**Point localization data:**
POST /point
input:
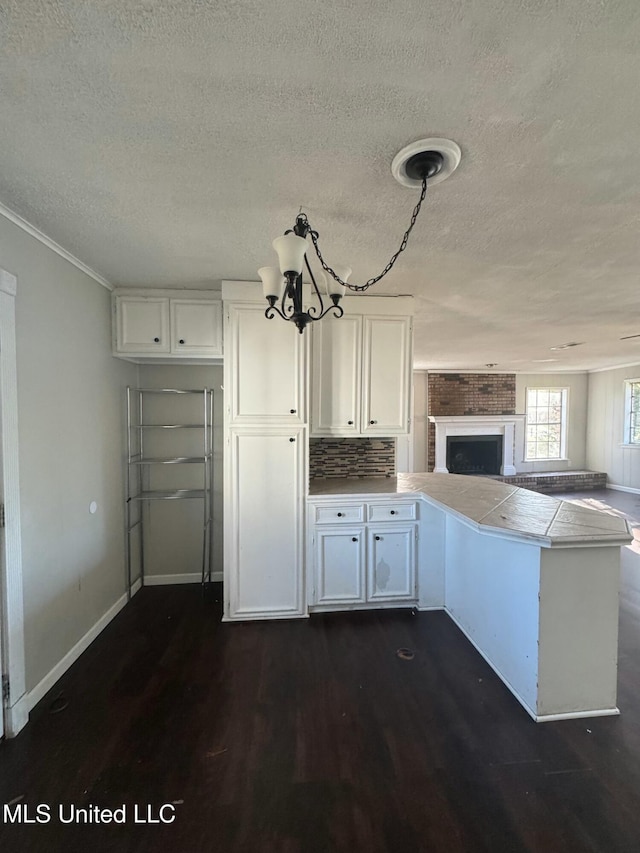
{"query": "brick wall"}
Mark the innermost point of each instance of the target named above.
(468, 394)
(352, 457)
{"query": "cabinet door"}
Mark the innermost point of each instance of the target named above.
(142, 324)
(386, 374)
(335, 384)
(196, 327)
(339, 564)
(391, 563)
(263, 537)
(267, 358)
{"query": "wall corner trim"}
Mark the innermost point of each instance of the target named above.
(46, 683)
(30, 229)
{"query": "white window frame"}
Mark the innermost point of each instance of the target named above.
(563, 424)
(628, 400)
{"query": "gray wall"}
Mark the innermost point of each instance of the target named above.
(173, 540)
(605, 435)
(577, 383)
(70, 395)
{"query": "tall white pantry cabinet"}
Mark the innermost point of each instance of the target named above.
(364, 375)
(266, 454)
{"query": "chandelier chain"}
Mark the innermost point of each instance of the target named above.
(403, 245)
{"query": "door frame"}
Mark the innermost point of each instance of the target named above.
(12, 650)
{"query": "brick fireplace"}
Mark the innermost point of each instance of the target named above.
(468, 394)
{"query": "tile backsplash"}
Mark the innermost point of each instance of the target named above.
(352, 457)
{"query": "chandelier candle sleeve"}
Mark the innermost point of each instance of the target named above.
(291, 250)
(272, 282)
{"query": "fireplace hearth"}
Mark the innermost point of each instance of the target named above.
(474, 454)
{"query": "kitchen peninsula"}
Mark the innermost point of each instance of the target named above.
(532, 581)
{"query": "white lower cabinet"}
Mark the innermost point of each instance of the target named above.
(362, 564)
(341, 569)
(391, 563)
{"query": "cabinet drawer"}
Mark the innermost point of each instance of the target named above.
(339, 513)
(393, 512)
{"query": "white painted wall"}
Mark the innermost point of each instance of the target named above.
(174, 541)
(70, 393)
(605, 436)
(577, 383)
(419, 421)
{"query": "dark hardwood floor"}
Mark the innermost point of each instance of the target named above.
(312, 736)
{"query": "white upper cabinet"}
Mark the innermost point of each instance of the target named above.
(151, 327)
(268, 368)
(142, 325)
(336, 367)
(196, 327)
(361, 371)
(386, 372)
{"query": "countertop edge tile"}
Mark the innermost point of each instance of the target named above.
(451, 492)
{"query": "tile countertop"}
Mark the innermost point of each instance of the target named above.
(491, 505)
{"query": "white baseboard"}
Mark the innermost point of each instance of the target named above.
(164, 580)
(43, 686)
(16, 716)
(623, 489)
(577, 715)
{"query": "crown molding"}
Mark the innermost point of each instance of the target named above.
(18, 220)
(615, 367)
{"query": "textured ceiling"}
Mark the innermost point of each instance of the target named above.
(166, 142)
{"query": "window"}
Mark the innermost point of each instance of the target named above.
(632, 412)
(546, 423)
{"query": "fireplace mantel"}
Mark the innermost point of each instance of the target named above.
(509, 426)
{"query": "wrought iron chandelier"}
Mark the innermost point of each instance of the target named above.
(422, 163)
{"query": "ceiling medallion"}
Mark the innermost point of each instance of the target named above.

**Task item:**
Skipping any images, write out all the data exactly.

**Exercise answer:**
POST /point
input:
{"query": "brick wall"}
Mark the innermost point of each instance of the target named above.
(468, 394)
(352, 457)
{"query": "cabinet door"}
Mark the innermost point of each instance of the target named above.
(142, 324)
(386, 374)
(335, 384)
(196, 327)
(339, 564)
(391, 563)
(263, 537)
(267, 358)
{"query": "wall corner trim"}
Mark the innermost point of each instance of the target named above.
(46, 683)
(30, 229)
{"query": "white window frame"}
Mark the innermost point of each instance of the target named above.
(563, 424)
(628, 400)
{"query": "gray wall"}
Mark the innermost point of each instance of the target named above.
(173, 540)
(605, 435)
(577, 383)
(70, 395)
{"query": "tall white pantry cabinet"}
Mark the innermost point of each instance of the target named above.
(364, 375)
(266, 454)
{"query": "chandelier chain"}
Mark the innermost point of each instance of the target named above.
(403, 245)
{"query": "door frame"}
Mark the innermost point of each instance of the target named above.
(12, 650)
{"query": "brick fireplace"}
Mark the innermost point of each instance of the target named above.
(468, 394)
{"query": "tile backsplash"}
Mark the innermost point of each instance of the target named above.
(352, 457)
{"query": "chandelier candle sleeve"}
Mark the innermost point of each instance of the target named above.
(291, 250)
(272, 282)
{"query": "fireplace hearth"}
Mark the innermost point of each instance of the target named above.
(474, 454)
{"query": "kitchen peninsula"}
Mark the innermost point of each instance of the target named above.
(532, 581)
{"query": "white lower cabinet"}
Mark the innermost point of each instance of the target named above.
(362, 564)
(341, 569)
(391, 563)
{"query": "cabinet drawer"}
Mark the innermost point of each instance of the target named above.
(339, 513)
(393, 512)
{"query": "white painted wall"}
Mark the innermost point of each instance of the target named above.
(174, 541)
(70, 393)
(605, 436)
(577, 383)
(419, 421)
{"query": "dark hardwood floor"}
Mark the innermost point of each instance of the target named above.
(312, 736)
{"query": "white upper cabinet"}
Mark the innermost point of each instance of the target named above.
(151, 327)
(268, 368)
(142, 325)
(336, 367)
(196, 327)
(361, 371)
(386, 372)
{"query": "countertop edge tile"}
Mark the innermost point of each instance of the target named above.
(451, 492)
{"query": "tile countertop"}
Mark the innermost point of each instance of the target named above.
(491, 505)
{"query": "white baseboard"}
Mark the innermost point of each instance of the target named above.
(164, 580)
(43, 686)
(16, 716)
(623, 489)
(577, 715)
{"query": "crown molding"}
Mark the innermost point of each instance of the target named above.
(18, 220)
(615, 367)
{"query": "textured ceiling"}
Mark the innermost point of each instance of the target named above.
(166, 142)
{"query": "window"}
Mark the innermost point of each instance of the target named above.
(632, 412)
(546, 423)
{"query": "fireplace mantel"}
Mark the innermost point of each instance of the target named above.
(509, 426)
{"query": "wrought iron chandelier"}
Mark the innermost point of each instance of the target named above.
(422, 163)
{"query": "ceiling medallion"}
Mark the innermost point of each instance of the target named above.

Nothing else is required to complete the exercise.